#### TEXTO BASE
Su sola evocación provoca a muchos, rechazo.
Son capaces de generar odios, aborrecimientos o, al menos, antipatías. Sus
nombres están estigmatizados por un reciente pasado oscuro, el cual es “preferible
olvidar”. Pueden ser sinónimo de autoritarismo, corrupción y violaciones a los
derechos humanos. Constituyen una estirpe política nefasta para la
consolidación de la democracia. Sin embargo, son una quinta parte del
electorado peruano y aparentan una firme cohesión. Son los “Mad Men” de nuestra
fauna política.
El 5 de abril de 1992 inició un periodo caracterizado por la
legitimación de la “mano dura”, del despotismo y la arbitrariedad en base a una
política de resultados. Ese día se firmó la partida de nacimiento del
pragmatismo abusivo y oportunista que tantos buscan imitar sin suerte. Este
estilo de política utilitaria no tendría éxito entre nosotros sino fuera por
los seguidores que ha cultivado. El “auto-golpe” también dio a luz a los fujimoristas
de a pie, una suerte de Mad Men criollos de voto vergonzante que resultan incomprensibles
e insanos para el razonamiento “caviar” de nuestros guardianes de la corrección
política.
Los analistas sostienen la existencia de una identidad
política fujimorista cohesionada, pero no abundan esfuerzos para medir su real magnitud
(los resultados electorales son muy coyunturales); mientras que su intelectual
comprometido favorito prefiere quedarse con la imagen de la cúpula y no
escarbar en las bases sociales fujimoristas para evitar una realidad que atenta
contra sus deseos. Solo se conoce el estudio cualitativo de Adriana Urrutia que
constituye la primera aproximación sistemática al mundo naranja.
El fujimorismo duro está más cerca del 7% que votó por
Martha Chávez el 2006, que del 23% de la primera vuelta del 2011. De acuerdo
con una encuesta del IOP-PUCP, un 11%, en promedio, votaría definitivamente por
un fujimorista tanto al Congreso como a la alcaldía provincial y al gobierno
regional. Siguiendo este tipo de medición, el fujimorismo “vergonzante” (aquél
que vota naranja y esconde la mano) se encuentra en un 24%. La suma sería lo
que Keiko Fujimori calcula como sostén de la institucionalización de su fuerza
política en un nuevo y definitivo partido.

#### FRAGMENTOS DEL MATERIAL
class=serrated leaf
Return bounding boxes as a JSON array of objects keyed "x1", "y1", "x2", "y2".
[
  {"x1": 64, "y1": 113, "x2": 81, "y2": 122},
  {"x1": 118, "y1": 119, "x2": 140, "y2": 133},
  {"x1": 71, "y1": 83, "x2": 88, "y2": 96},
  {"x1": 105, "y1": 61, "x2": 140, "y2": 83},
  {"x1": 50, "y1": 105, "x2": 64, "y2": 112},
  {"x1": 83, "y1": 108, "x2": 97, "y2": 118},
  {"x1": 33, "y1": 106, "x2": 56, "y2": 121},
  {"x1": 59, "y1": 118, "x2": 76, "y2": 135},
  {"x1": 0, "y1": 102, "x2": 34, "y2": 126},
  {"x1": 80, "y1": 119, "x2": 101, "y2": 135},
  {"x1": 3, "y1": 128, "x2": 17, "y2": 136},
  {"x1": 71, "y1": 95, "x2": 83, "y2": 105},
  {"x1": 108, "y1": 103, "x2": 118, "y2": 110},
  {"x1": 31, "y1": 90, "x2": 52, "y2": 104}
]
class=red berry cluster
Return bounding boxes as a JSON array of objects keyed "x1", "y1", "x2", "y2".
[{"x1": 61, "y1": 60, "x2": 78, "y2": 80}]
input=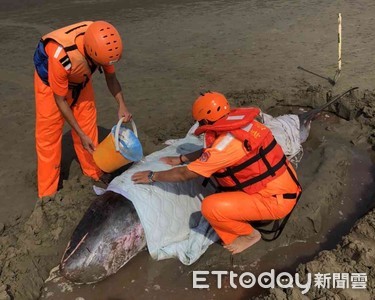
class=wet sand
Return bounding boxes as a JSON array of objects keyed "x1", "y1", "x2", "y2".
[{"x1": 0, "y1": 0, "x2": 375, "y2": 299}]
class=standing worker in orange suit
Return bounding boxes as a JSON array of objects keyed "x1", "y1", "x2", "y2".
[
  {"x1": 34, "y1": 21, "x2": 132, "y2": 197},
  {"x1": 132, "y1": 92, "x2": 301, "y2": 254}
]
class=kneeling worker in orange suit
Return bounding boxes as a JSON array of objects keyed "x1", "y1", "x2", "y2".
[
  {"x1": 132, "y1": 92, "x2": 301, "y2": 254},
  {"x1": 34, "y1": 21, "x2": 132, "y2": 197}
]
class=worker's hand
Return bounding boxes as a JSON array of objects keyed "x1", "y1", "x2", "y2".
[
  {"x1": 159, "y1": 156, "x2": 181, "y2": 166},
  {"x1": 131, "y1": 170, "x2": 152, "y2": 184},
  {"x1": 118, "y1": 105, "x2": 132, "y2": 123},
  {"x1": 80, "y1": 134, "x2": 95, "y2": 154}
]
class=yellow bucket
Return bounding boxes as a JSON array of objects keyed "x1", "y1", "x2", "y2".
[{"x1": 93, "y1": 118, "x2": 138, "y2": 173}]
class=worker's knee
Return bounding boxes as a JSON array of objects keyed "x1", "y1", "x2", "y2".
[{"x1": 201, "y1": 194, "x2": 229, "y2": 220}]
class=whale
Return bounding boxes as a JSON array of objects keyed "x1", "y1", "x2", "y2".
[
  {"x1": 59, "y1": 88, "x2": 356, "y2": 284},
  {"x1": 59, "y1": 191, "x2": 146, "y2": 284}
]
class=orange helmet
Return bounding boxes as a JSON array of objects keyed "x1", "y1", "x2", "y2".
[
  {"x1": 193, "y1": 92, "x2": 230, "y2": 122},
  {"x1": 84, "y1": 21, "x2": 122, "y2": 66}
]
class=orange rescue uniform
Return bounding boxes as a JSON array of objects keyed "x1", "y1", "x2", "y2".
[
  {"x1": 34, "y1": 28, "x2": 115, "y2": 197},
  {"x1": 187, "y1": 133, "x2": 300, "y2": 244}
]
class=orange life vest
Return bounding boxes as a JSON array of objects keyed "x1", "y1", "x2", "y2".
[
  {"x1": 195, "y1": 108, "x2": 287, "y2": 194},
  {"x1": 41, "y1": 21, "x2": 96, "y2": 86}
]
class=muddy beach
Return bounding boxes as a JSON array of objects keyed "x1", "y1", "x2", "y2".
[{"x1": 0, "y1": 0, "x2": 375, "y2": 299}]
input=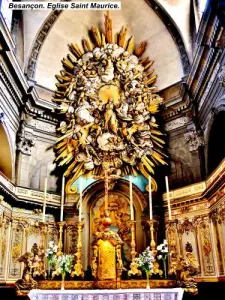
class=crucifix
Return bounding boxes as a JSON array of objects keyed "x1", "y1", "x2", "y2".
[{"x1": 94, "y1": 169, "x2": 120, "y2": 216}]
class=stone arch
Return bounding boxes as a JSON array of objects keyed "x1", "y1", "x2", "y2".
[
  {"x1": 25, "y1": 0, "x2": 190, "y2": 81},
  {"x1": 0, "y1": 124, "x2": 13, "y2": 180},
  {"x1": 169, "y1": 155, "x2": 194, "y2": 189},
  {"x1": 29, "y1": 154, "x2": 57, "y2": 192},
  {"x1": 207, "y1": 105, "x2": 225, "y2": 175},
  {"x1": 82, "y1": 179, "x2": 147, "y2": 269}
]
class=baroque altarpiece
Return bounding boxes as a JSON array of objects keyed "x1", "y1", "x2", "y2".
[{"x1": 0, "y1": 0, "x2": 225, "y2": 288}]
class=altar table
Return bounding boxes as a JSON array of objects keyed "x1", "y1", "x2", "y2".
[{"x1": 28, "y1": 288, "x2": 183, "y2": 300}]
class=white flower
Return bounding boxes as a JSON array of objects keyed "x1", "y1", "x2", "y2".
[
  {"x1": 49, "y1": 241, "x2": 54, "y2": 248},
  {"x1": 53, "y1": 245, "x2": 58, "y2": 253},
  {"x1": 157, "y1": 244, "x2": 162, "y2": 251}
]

#### ENUNCIADO
Prosigue el texto sobre los seguidores del fujimorismo a partir de donde se interrumpe. El material no guarda relación con el texto.

#### RESPUESTA
Existe igualmente un anti-fujimorismo militante. Un 40% del
electorado nunca votaría por un fujimorista a ningún puesto de elección
popular. Consistentemente, interpelados sobre la opinión de los seguidores del
fujimorismo, un 32% cree que las bases fujimoristas solo buscan su beneficio
personal, mientras que el 7% los considera fanáticos e intolerantes.
El ciudadano fujimorista tiene una imagen más positiva que
el propio “ciudadano” Fujimori. El 17% sostiene que los fujimoristas son
“buenos peruanos que buscan lo mejor para el país”, mientras que un 12% los
considera “equivocados políticamente, pero bien intencionados”. Otro 17% carga
las culpas a sus elites: los consideran “bien intencionados, pero manipulados
por sus dirigentes”.
A pesar del desprestigio que los cubre, comprender las
razones de los seguidores de Fujimori implica ante todo superar el simplismo
que divide la política entre los “sanos y sagrados” demócratas y los “Mad Men”
que seguirán votando por quien destruyó nuestras instituciones.
Publicado en El Comercio, el 10 de Abril del 2012.